- WHAT YOU NEED TO DO -
Retype every one of the rows below word for word, leaving the pictures out of your answer.

Dataset rows on where objects appear:
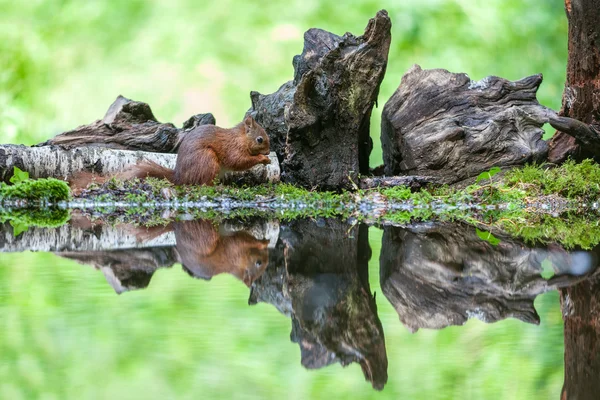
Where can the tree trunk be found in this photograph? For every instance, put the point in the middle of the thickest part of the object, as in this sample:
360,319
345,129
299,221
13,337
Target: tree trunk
56,162
581,313
129,125
581,98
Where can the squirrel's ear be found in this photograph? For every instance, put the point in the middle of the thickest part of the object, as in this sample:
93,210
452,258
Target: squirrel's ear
248,121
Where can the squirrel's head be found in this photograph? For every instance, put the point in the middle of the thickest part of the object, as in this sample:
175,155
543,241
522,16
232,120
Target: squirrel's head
258,140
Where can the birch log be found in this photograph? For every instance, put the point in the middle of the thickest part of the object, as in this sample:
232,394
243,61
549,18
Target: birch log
56,162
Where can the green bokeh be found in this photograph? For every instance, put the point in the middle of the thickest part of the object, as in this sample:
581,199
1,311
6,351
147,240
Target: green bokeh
63,62
65,333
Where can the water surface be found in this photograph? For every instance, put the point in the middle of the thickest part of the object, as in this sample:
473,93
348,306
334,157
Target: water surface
269,309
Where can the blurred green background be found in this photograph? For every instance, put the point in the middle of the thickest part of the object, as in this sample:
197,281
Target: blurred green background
63,62
65,333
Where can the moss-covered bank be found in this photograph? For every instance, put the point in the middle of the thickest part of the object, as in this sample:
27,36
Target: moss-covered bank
535,202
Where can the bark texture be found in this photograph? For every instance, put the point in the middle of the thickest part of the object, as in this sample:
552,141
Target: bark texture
318,123
320,280
129,125
436,275
57,162
581,98
443,124
581,313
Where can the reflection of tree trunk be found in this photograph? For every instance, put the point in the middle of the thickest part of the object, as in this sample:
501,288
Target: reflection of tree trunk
581,313
581,98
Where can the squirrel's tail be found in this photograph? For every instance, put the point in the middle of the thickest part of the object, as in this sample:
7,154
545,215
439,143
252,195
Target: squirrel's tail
142,170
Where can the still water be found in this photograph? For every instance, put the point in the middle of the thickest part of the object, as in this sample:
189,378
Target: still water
296,310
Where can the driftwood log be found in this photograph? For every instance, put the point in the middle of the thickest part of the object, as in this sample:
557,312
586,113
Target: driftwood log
129,125
57,162
445,125
436,275
319,122
319,278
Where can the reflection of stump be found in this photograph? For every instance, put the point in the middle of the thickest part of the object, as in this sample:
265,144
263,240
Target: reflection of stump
442,124
581,313
324,287
319,122
441,275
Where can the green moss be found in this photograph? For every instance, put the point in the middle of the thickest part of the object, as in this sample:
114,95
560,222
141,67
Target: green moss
46,217
36,191
570,230
571,180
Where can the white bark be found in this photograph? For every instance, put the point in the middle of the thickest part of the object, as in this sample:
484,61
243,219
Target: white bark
55,162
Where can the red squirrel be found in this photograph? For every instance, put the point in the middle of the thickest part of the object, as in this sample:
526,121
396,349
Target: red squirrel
204,250
205,153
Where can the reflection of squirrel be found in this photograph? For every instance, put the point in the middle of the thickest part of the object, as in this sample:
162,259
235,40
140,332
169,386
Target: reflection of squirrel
205,153
204,251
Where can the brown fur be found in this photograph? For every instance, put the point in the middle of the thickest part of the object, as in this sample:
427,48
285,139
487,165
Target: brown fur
204,154
204,252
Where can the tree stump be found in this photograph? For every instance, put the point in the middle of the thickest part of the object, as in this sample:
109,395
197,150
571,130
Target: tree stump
445,125
318,123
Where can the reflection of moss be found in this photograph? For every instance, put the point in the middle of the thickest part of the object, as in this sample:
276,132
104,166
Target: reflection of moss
35,191
570,230
40,217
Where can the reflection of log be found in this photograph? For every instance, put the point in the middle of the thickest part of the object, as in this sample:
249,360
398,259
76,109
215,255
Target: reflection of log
581,313
442,124
319,122
77,237
126,269
53,161
128,255
324,288
581,97
439,275
129,125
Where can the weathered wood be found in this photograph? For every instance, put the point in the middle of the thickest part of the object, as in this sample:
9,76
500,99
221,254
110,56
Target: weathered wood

- OUTPUT FOR THIS EXERCISE -
Where can the tree trunk be found in this photograph? For every instance, put the point in the middle of the thickest part of the object, as in this sample:
360,319
345,129
299,221
13,337
Target: tree trunk
56,162
581,313
129,125
581,98
Where can the squirrel's ear be found in this photograph? For every instance, put the point in the middle of the thickest part of the object, as in this sample:
93,210
452,258
Target: squirrel's ear
248,121
Where can the squirrel's head be found in this photograph? For every instance, put the point in the middle of the thickest part of the object, as in this sample:
175,155
543,241
522,16
232,120
Target: squirrel's head
258,140
Where can the birch log be found in this photograph? For every instance, put the point in the middle of the thickest part of the object, as in this sample:
232,394
243,61
549,18
Target: birch log
56,162
Where can the green bokeh be found in this photograph? For every instance, put the point in the middle of the thickest part of the object, as in this sample:
581,199
1,311
6,351
147,240
Target: green bokeh
63,62
65,333
Where can the water surface be found in this photograph? For every instance, put the point in the middle of the thickest part of the object, as in this sample:
473,93
348,306
334,157
Target: water surface
269,309
Where can the blurred green background be found in this photograph? For every instance, put the point in the middle of the thickest part of the object, as in this sample:
197,281
Target: blurred green background
63,62
65,333
Where can the moss-covered bank be found in this photograph? For every instance, put the point in the middle of the thickest part of the object, as in this sample:
27,36
Target: moss-covered bank
535,202
Where can the bark texture be found in this photograph? For every instance, put the point in the middle of the thickest part of the object, as in this sample:
552,141
Target: bark texture
318,123
320,280
129,125
436,275
57,162
581,98
443,124
581,313
Where can the reflection of tree trunk be found in this photograph? For every instance, put the point in the middle of the thickest part of the object, as in this sample:
501,288
Target: reflection of tree trunk
581,313
581,98
Where can the squirrel's tail be found in this photograph? For every instance, put the point in the middle of the thickest part of the object, as in this sample:
7,154
545,215
439,143
252,195
Target: squirrel's tail
142,170
Where can the still water be found in this photograph? For every instance, put the point in the middle of the thickest part of the object, as in this sample:
189,378
Target: still water
296,310
Where can the driftwood log be found in this photograph? For every instance, put the point in the middle of the thickest part of the object, as in this sample:
557,312
586,113
Target: driftwood log
129,125
57,162
445,125
436,275
319,122
319,278
Where can the reflection of stump be found in this photograph? For every instance, put the point in the middle of the thickest part of the object, as in this sample:
265,144
263,240
Target: reflection of stump
442,124
581,313
324,287
319,122
441,275
Where can the green moss be found in this photograph? For every instance, put the point in the middle of the thickest part of the object, as in this sample:
114,95
560,222
141,67
Target: green moss
46,217
36,191
570,230
571,180
Where can the white bark be found in this photograph? For every instance, put the point in the middle of the thickest part of the object, as in this sample:
484,61
243,219
Target: white bark
55,162
Where can the red squirrel be found in this photograph? For every instance, put the point in the middle of the thickest part of the object, as in this sample:
526,121
396,349
Target: red squirrel
204,250
205,153
Where can the reflection of squirrel be found in this photograph? For every instance, put the point in the middle of the thickest part of the object, as in this sample:
162,259
235,40
140,332
169,386
Target: reflection of squirrel
205,153
204,251
Where can the brown fur be found in this photograph? For every instance, put the point in the middle of the thickest part of the object, as in this sample:
427,48
285,139
487,165
Target: brown fur
204,154
204,252
Where can the tree stump be found in this photograph? For every instance, put the point in the middle of the thickest part of the object, as in this sample:
109,395
197,150
571,130
Target: tree stump
445,125
318,123
Where can the reflection of moss be found in this photograph? For every instance, put the point in the middle of the thickest part of the object, as in this sample:
276,132
104,166
Target: reflection of moss
35,191
570,230
40,217
Where can the reflection of log be found in this photograph? For every instance, put the point in the middle of the thickest part of the object, as in this sample:
249,360
398,259
76,109
215,255
Target: reflection of log
581,313
442,124
319,122
77,237
126,269
53,161
128,255
324,288
581,97
439,275
129,125
Where can the weathered wood be found in this photograph? For every instance, put the point in the middle of the thickest part of the object, as in this sample:
9,76
500,99
221,254
110,56
Target: weathered wood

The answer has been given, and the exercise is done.